Task to carry out —
Exact reproduction of the data is required, with images excluded.

Items from a dataset:

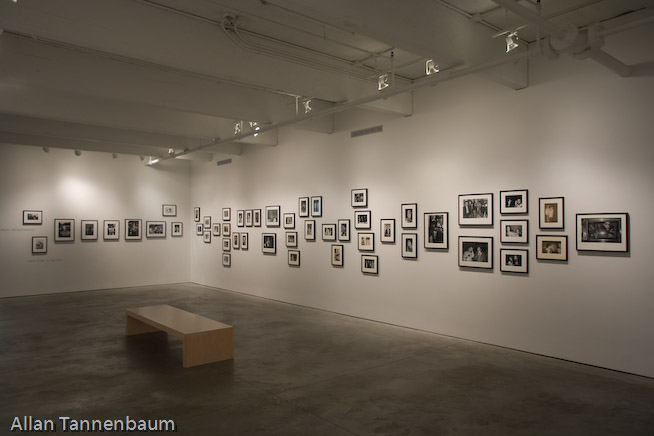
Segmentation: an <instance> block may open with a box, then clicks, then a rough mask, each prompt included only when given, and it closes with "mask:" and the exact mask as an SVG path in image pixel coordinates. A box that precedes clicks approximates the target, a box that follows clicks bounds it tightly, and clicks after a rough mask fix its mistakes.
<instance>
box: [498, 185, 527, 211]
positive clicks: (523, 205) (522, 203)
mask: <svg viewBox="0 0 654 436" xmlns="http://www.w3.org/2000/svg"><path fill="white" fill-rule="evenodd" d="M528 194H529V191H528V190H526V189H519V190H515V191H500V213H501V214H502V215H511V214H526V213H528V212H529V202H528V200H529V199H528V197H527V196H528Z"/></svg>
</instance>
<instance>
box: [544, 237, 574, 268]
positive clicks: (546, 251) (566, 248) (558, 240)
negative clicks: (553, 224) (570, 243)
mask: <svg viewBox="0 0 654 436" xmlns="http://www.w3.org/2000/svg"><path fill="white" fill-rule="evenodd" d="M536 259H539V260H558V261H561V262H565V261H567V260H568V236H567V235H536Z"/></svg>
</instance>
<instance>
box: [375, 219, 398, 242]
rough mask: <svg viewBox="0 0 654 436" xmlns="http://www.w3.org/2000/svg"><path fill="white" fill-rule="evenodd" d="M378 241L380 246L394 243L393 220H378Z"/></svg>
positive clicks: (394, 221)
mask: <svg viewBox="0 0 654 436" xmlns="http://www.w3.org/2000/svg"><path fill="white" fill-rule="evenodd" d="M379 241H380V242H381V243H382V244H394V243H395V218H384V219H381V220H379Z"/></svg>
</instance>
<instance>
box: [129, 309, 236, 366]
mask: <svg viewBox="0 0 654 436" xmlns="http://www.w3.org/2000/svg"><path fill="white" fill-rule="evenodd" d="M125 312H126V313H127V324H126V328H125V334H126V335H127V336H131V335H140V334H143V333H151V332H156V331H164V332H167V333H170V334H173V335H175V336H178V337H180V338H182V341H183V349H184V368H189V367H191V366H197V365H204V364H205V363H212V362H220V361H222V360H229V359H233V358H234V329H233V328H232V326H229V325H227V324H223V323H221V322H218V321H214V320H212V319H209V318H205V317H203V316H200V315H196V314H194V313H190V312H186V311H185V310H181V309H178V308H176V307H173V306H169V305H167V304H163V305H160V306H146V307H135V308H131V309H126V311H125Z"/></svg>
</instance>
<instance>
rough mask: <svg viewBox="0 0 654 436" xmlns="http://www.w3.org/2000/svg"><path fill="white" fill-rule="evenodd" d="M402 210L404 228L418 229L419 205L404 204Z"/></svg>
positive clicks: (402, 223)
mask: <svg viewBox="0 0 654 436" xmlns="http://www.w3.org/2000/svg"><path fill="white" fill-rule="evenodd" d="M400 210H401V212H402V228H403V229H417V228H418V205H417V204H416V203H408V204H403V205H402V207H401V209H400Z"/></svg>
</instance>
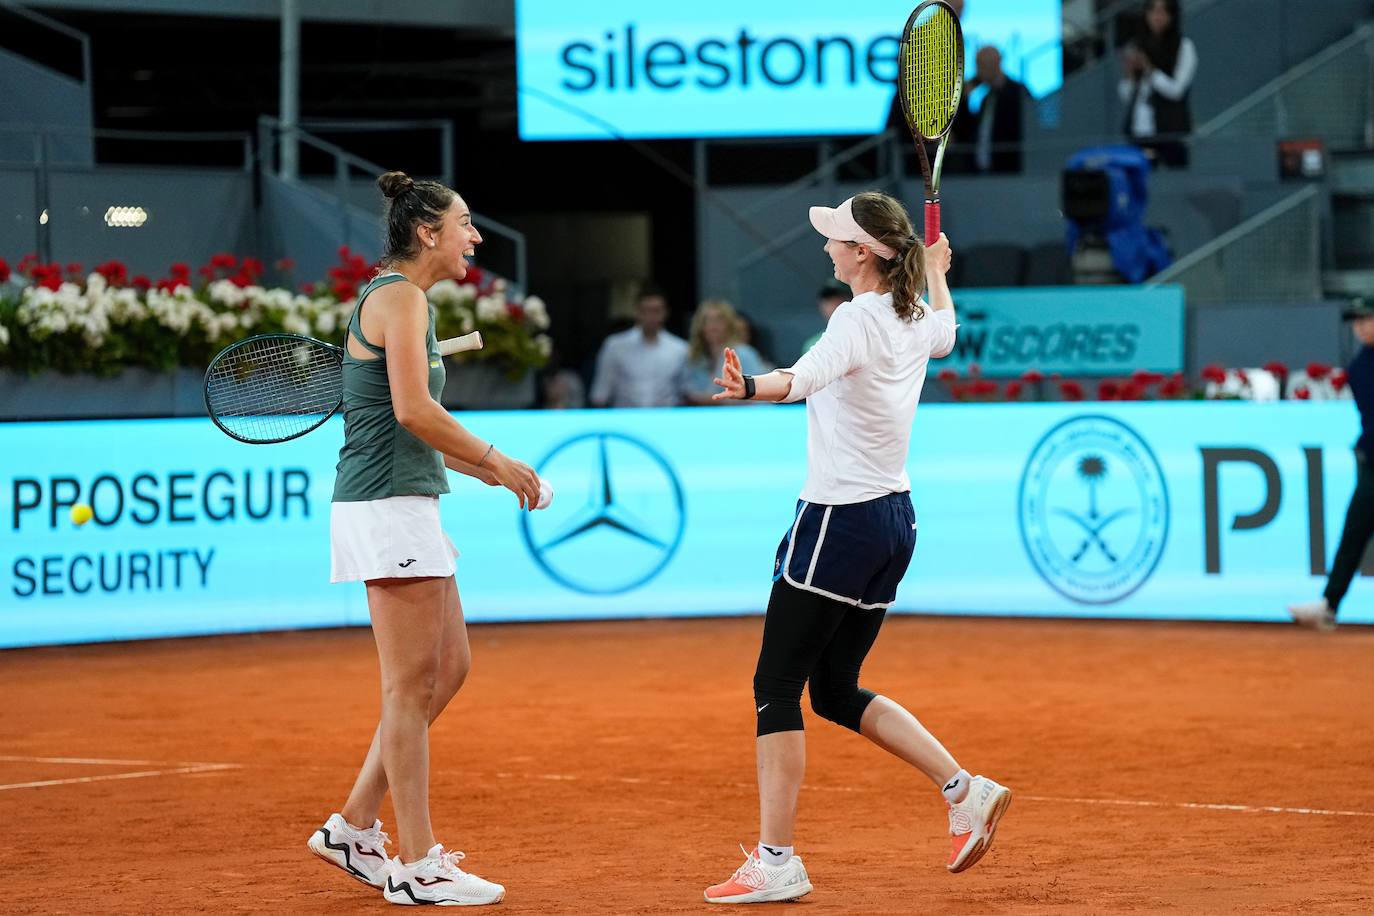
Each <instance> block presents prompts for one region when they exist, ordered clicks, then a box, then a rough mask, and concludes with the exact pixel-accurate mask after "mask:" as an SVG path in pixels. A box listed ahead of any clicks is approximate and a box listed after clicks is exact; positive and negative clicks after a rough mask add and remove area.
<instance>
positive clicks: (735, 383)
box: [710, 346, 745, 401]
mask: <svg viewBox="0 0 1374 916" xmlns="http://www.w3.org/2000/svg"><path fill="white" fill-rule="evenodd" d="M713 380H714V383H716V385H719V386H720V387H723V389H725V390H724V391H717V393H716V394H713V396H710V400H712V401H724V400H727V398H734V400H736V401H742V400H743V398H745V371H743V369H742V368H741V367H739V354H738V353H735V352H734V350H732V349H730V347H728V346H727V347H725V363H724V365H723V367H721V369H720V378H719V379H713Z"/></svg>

Answer section —
Segmentation: an <instance> block may open with a box, then clicks, then a rough mask, each prompt included only when given, and it closes with "mask:" and the exact mask as an SVG path in image pixel coordinates. A box that precedes clicks approximates the target, a box that follows clicks bounds it tightly, and clicks after a rough mask fix its mistakes.
<instance>
box: [498, 185, 527, 211]
positive clicks: (523, 205) (522, 203)
mask: <svg viewBox="0 0 654 436" xmlns="http://www.w3.org/2000/svg"><path fill="white" fill-rule="evenodd" d="M528 194H529V191H528V190H526V189H519V190H515V191H500V213H501V214H502V215H511V214H526V213H528V212H529V202H528V200H529V199H528V197H527V196H528Z"/></svg>
</instance>
<instance>
box: [544, 237, 574, 268]
positive clicks: (546, 251) (566, 248) (558, 240)
negative clicks: (553, 224) (570, 243)
mask: <svg viewBox="0 0 654 436" xmlns="http://www.w3.org/2000/svg"><path fill="white" fill-rule="evenodd" d="M536 259H539V260H558V261H561V262H565V261H567V260H568V236H567V235H536Z"/></svg>
</instance>
<instance>
box: [375, 219, 398, 242]
rough mask: <svg viewBox="0 0 654 436" xmlns="http://www.w3.org/2000/svg"><path fill="white" fill-rule="evenodd" d="M378 241L380 246L394 243L393 220H378Z"/></svg>
positive clicks: (394, 221)
mask: <svg viewBox="0 0 654 436" xmlns="http://www.w3.org/2000/svg"><path fill="white" fill-rule="evenodd" d="M379 241H380V242H381V243H382V244H394V243H395V218H384V219H381V220H379Z"/></svg>
</instance>
<instance>
box: [129, 309, 236, 366]
mask: <svg viewBox="0 0 654 436" xmlns="http://www.w3.org/2000/svg"><path fill="white" fill-rule="evenodd" d="M125 312H126V313H127V324H126V328H125V334H126V335H127V336H131V335H140V334H143V333H151V332H156V331H164V332H167V333H170V334H173V335H175V336H178V337H180V338H182V341H183V349H184V368H189V367H191V366H197V365H204V364H205V363H212V362H220V361H222V360H229V359H233V358H234V329H233V328H232V326H229V325H227V324H223V323H221V322H218V321H214V320H212V319H209V318H205V317H203V316H200V315H196V314H194V313H190V312H186V311H185V310H181V309H178V308H176V307H173V306H169V305H167V304H163V305H160V306H146V307H135V308H131V309H126V311H125Z"/></svg>
</instance>
<instance>
rough mask: <svg viewBox="0 0 654 436" xmlns="http://www.w3.org/2000/svg"><path fill="white" fill-rule="evenodd" d="M402 210L404 228L418 229L419 205L404 204Z"/></svg>
positive clicks: (402, 223)
mask: <svg viewBox="0 0 654 436" xmlns="http://www.w3.org/2000/svg"><path fill="white" fill-rule="evenodd" d="M400 210H401V212H402V228H403V229H417V228H418V205H417V204H416V203H408V204H403V205H402V207H401V209H400Z"/></svg>
</instance>
Each <instance> block presents prompts for one region when they exist, ordered clicks, then a box, then a rough mask, and concludes with the exact pixel-accurate mask after "mask:" as an SVG path in pixels. A box listed ahead of any clicks is approximate and a box listed after clicks is exact; positive and negative clicks after a rough mask add and remove area.
<instance>
positive clicks: (735, 383)
box: [710, 346, 745, 401]
mask: <svg viewBox="0 0 1374 916" xmlns="http://www.w3.org/2000/svg"><path fill="white" fill-rule="evenodd" d="M713 380H714V383H716V385H719V386H720V387H723V389H725V390H724V391H717V393H716V394H713V396H710V400H712V401H724V400H727V398H734V400H736V401H742V400H743V398H745V371H743V369H742V368H741V367H739V354H738V353H735V352H734V350H732V349H730V347H728V346H727V347H725V363H724V365H723V367H721V369H720V378H719V379H713Z"/></svg>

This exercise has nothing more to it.